● **What this task involves**
List each different dollar amount in the health insurance excerpt below, counting a repeated amount only once.

That still doesn't get you to the bottom line because most consumers will be eligible for income-based tax credits to help pay premiums. The plan they pick also could make a big difference.
Jeremy Gilchrist, a self-employed meteorologist from Winooski, Vt., has been uninsured about four years. In his mid-30s, he's in good health, and he says he can't afford premiums on a skimpy budget.
"For most people, it's going to be a financial decision," Gilchrist said.
According to the online Kaiser Family Foundation's health reform subsidy calculator, Gilchrist would be eligible for a tax credit of nearly $2000 on a standard "silver" policy that costs $3,000, leaving him with $1,000 to pay.
But he can also take that $2,000 tax credit and use it to buy a cheaper policy called a "bronze" plan, leaving him with only about $500 to pay annually. The bronze plan meets the new requirement that virtually all people in the United States have health insurance. But if you get seriously sick or injured you'll wind up paying more out of your own pocket.
Still, the premium would come to $42 a month for Gilchrist. "The bronze plan would be lower than my car insurance," he said.

● **Dataset content**
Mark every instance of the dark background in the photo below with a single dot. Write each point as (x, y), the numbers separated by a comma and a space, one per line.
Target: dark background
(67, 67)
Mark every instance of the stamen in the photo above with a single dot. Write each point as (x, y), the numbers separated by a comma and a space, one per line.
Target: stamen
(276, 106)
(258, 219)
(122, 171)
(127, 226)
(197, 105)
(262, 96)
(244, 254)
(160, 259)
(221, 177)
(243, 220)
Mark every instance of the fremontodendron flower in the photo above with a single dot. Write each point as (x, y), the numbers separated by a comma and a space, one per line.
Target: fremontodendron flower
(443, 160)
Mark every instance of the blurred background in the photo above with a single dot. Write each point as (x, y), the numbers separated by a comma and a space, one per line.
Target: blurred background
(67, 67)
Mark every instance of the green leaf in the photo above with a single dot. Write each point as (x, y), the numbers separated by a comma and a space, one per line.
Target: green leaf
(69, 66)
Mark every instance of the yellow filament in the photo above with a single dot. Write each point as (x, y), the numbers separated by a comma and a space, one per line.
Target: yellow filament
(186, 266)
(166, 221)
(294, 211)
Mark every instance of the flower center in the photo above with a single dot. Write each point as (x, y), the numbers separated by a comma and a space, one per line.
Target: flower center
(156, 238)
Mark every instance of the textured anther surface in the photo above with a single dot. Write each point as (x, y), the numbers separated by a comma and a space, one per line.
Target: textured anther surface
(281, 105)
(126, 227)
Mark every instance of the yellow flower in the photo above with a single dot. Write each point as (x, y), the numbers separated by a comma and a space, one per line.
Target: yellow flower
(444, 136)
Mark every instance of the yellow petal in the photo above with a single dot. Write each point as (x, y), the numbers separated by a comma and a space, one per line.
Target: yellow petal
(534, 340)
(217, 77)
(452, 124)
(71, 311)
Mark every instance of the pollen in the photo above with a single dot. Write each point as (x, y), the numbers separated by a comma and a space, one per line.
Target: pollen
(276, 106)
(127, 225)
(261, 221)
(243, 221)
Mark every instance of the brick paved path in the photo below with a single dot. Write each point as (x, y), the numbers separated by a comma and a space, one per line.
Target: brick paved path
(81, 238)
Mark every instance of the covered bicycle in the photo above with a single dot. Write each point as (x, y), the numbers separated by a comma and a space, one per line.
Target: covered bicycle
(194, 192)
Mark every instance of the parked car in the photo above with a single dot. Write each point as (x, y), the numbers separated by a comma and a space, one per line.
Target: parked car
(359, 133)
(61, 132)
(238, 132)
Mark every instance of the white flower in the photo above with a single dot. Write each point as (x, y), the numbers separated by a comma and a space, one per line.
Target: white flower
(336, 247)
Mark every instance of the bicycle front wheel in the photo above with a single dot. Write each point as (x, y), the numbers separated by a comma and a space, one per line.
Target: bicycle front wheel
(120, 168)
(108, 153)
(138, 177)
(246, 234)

* * *

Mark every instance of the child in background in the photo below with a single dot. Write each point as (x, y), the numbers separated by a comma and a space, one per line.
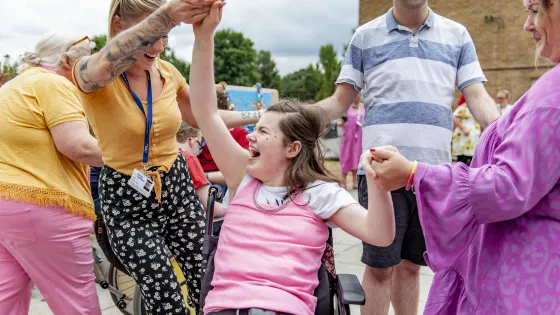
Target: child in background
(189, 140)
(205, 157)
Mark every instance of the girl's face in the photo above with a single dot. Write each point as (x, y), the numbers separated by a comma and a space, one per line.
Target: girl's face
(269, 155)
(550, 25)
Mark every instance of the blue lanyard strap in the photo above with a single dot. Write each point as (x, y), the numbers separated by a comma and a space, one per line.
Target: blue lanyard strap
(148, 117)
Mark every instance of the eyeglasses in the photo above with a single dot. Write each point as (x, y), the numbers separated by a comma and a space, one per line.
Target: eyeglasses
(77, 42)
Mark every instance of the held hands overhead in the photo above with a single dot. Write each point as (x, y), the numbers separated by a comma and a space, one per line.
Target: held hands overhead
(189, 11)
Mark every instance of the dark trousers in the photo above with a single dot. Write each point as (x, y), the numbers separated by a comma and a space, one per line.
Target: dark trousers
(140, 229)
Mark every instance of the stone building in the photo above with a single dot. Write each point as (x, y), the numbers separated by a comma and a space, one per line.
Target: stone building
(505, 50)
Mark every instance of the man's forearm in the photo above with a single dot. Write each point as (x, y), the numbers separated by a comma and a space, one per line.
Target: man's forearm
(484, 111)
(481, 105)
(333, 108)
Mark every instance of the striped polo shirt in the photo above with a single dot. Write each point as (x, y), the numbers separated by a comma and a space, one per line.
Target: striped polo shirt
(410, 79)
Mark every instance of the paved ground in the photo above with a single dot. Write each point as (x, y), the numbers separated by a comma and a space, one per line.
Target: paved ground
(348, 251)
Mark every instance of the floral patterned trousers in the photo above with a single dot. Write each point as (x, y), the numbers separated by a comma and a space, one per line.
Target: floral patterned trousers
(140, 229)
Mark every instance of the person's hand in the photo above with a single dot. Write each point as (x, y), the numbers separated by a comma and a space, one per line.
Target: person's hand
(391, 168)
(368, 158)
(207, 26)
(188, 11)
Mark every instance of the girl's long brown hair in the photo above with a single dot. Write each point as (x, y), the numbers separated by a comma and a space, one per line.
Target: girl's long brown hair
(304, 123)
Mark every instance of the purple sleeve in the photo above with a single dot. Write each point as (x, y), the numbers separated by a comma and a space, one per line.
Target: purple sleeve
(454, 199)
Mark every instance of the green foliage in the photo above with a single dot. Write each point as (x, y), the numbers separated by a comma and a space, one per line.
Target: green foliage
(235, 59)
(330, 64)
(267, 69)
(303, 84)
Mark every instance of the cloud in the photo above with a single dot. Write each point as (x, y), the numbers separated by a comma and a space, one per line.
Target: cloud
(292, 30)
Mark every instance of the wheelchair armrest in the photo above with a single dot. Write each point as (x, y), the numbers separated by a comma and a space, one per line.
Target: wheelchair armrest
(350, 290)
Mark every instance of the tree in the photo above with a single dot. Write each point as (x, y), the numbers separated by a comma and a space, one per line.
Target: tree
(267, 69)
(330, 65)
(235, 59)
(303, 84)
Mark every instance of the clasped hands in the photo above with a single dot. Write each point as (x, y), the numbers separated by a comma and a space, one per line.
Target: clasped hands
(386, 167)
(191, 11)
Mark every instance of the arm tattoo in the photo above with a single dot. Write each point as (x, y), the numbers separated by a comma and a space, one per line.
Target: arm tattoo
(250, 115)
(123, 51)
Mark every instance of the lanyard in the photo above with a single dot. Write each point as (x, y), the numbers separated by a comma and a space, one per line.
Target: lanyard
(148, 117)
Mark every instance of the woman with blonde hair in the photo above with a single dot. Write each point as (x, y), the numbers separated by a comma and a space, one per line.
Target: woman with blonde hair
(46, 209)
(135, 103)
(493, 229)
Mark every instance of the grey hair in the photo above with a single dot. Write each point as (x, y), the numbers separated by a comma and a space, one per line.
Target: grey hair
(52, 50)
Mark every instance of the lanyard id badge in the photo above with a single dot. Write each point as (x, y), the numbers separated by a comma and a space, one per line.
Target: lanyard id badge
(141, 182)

● **Answer to this task**
$2,000, $3,000, $1,000, $500, $42